***** SUPPLIED MATERIAL *****

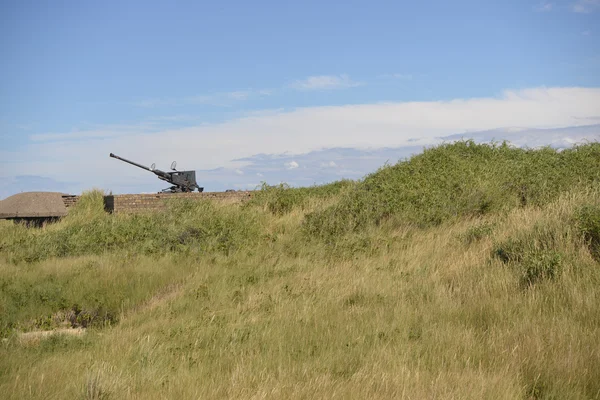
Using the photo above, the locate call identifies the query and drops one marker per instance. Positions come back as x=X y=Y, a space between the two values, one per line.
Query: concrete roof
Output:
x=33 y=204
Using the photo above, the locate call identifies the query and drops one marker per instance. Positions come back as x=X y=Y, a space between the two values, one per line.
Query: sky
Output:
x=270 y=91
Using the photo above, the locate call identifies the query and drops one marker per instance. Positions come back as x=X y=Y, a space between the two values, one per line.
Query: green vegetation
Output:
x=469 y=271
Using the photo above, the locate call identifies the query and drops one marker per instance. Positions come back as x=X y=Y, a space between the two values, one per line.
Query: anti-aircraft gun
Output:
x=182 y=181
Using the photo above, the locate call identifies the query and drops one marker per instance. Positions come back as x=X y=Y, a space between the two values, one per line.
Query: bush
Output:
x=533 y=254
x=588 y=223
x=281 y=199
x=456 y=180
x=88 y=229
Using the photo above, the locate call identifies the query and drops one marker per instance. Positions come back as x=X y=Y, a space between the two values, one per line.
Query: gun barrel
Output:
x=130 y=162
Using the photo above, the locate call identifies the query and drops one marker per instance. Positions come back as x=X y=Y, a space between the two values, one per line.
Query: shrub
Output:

*****

• _REQUIRED WORK_
Could you repeat all of the entries exactly, without the pictures?

• _ANSWER TO THIS TASK_
Using the photo above, the locate call identifies the query and drops one marker per instance. Positions come back as x=X y=Y, a space between the two values, one per line.
Query: concrete roof
Output:
x=33 y=204
Using the photo above, the locate call identifies the query and drops one marker per instance. Positions come back as x=X y=Y, a space between the two values, one per line.
Query: sky
Output:
x=270 y=91
Using the photo above, the locate call identifies the query and drops one marker per instance. Positions come back as x=X y=Y, a space between the two values, one per line.
Query: green vegetation
Output:
x=469 y=271
Using the photo above, the locate call identifies the query and drops one marker per instance. Positions come back as x=X y=Y, a space between the two values, one per line.
Query: anti-aircraft gun
Output:
x=182 y=181
Using the photo above, the locate call identifies the query and drops one marker per instance. Positions come back as x=X y=Y, a space between the two values, one per line.
Query: bush
Output:
x=533 y=254
x=588 y=223
x=281 y=199
x=456 y=180
x=88 y=229
Using the photo above, the locate call identifies the query and drops one marker per instance. Positions come back as x=X y=Y, a space between the two values, one per line.
Query: gun barrel
Output:
x=130 y=162
Using the photo above, the locate call identifies the query and drops one marker per instance. Positions come back as x=X y=Y, a space between the two values, one per line.
Query: shrub
Output:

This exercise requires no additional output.